:: Fragment ::
Hmmmm, trochę czasu upłynęło od dnia kiedy sądziłem, że siemensa skończę
do końca roku. Jak słusznie zauważył JaCkyL nie napisałem którego roku. No,
umówmy się, że było małe opóźnienie w dostawie wikolu.
W międzyczasie odnalazły się moje ulubione kredki akwarelowe, które jedna z
tzw. pociech zachomikowała w szufladzie.
Pomału do przodu.
Stery i stateczniki. Statecznik pionowy był trochę fikuśnie ukształtowany i nie
pasował do kadłuba ale krótkie cięcie spowodowało że da się go bez szpar
przykleić choć nie jestem pewien czy przez to nie będzie nieprawidłowo
ustawiony. Na szczęście plany tego samolotu gdzieś mi się zapodziały więc
mnie to nie będzie męczyć.
Złożone na sucho wraz z dolnymi płatami. Formowanie płatów "w powietrzu"
nie należy do moich ulubionych czynności. Wolę jednak tradycyjne żeberka.
A teraz będzie przydługi OT
Muszę pochwalić się moim nowym patentem w dziedzinie oświetlenia.
Kombinowałem z różnymi lampkami, jedną , dwiema a nawet trzema ale efekt
był zawsze beznadziejny. Dopiero zakup świetlówki dającej ciepłe światło, kilka
kawałków płyty HDF oraz wkrętów do drewna rozwiązało mój problem.

:: Dostarczony materiał ::
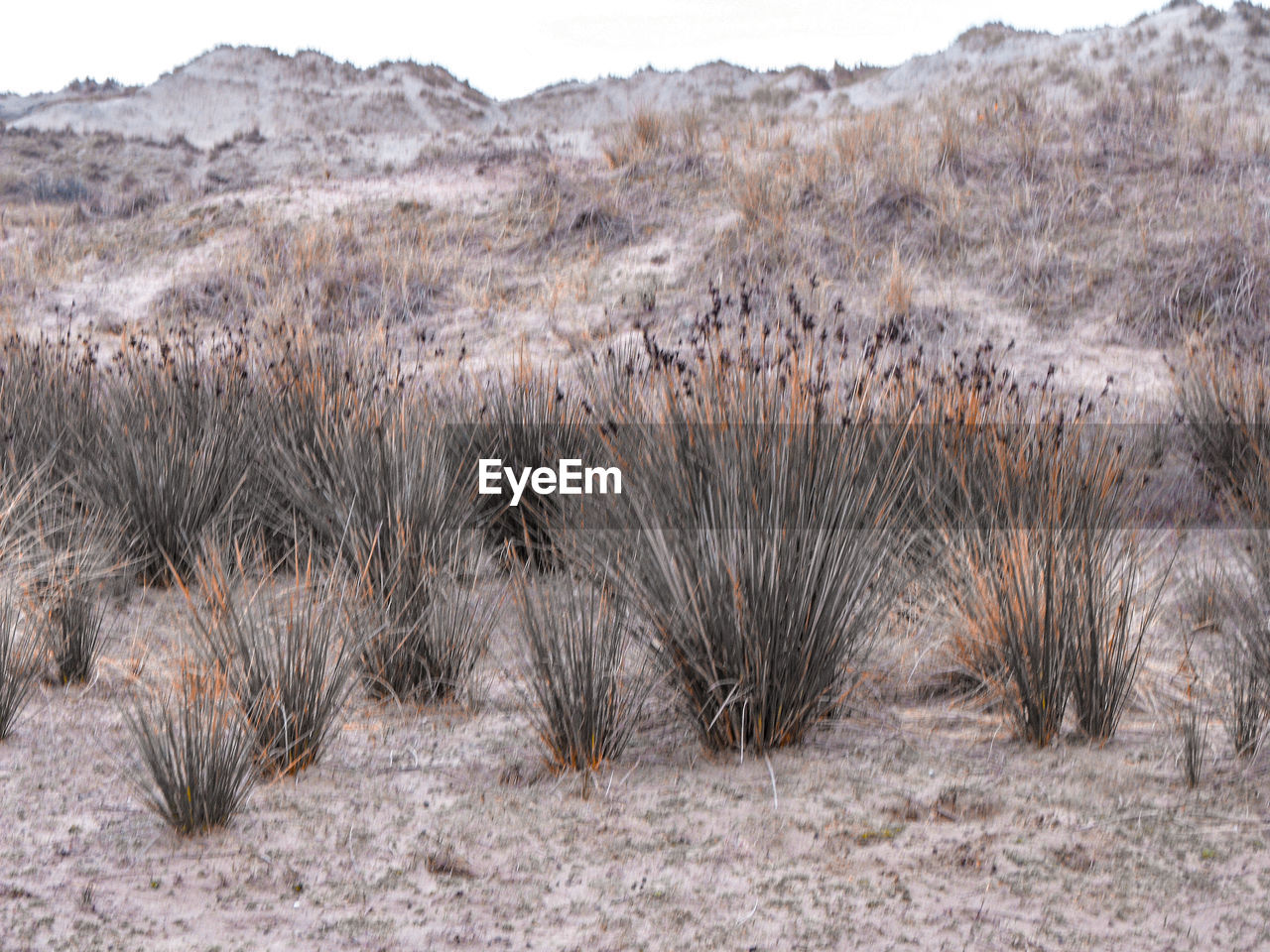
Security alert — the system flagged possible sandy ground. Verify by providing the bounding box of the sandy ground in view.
[0,8,1270,952]
[0,578,1270,949]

:: Zadania do wykonania ::
#1 Odpowiedz krótko na pytania do fragmentu o budowie modelu:
(a) Gdzie odnalazły się ulubione kredki akwarelowe?
(b) Co sprawiło, że statecznik pionowy da się przykleić bez szpar?
(c) Co ostatecznie rozwiązało problem z oświetleniem?
#2 Wznów fragment o budowie modelu, zaczynając zaraz po jego ostatnim zdaniu.
Materiał nie ma żadnego związku z fragmentem o budowie modelu.

:: Rozwiązania zadań ::
#1
(a) W szufladzie, gdzie zachomikowała je jedna z pociech.
(b) Krótkie cięcie.
(c) Zakup świetlówki dającej ciepłe światło, kilku kawałków płyty HDF oraz wkrętów do drewna.

#2
Świetlówka zamocowana jest na płycie hdf o grubości 3 mm. Powoduje to, że
płyta się trochę wygina gdy całość wysunięta jest na maxa ale grubość ta
podyktowana była tym, że będzie ona również używana - ta świetlówka - w
moim nowym stanowisku do malowania i innych prac, które z konieczności
musi być demontowalne, tzn musi umieć zniknąć szybciej niż się pojawiło a
dlaczego to chyba nie muszę wyjaśniać bo wyjaśnia to poniższe zdjęcie.
Grubsza płyta nie wchodzi pomiędzy okap i szafkę. Gdyby nie to, sklejka 5 lub
10 mm dałaby bardzo sztywną konstrukcję, choć ta obecna jeszcze nie spadła
mi na głowę ale funkcjonuje dopiero od wczoraj. Ten kawałek kartonu z przodu
powoduje, że podczas pracy nie widać świetlówki więc nic człeka nie oślepia.
Przed przykręceniem prowadnicy do półki dodałem jeszcze podkładkę z kartonu
1 mm aby nie było to pasowanie o zerowym luzie. Mogłem chyba użyć czegoś
cieńszego bo ma to lekkie luzy które w niczym nie przeszkadzają ale dla
pewności wsuwam pomiędzy prowadnicę a płytę ze świetlówką kawałki
kartonu.
Cały ten patent był możliwy chyba tylko dlatego że zostałem eksmitowany z
mojej poprzedniej graciarni i przeniosłem się do dużo mniejszego pomieszczenia
za to z biurkiem z nadstawką. Czyli potwierdza się że nie ma tego złego co by
na dobre nie wyszło. Gdyby nie to, musiałbym skonstruować jakiś stojak na
świetlówkę. Naprawdę polecam ten sposób na oświetlenie. Światło pada z
góry, oświetla jednolicie obszar o szerokości około 100 cm. Nie ma
wkurzających cieni, które pojawiały się gdy miałem ustawione 2 lampki. Same
zalety.
No i na sam koniec jeszcze krótka prezentacja nowego nabytku
przeznaczonego do prezentacji modeli. Witryna z IKEI o nazwie której chyba
nie potrafię wymówić choć kiedyś gościłem rodowitych szwedów ale tylko
przez 2 dni.
Pracuję jeszcze nad oświetleniem i uszczelnieniem przeciwpyłowym.
Się rozpisałem.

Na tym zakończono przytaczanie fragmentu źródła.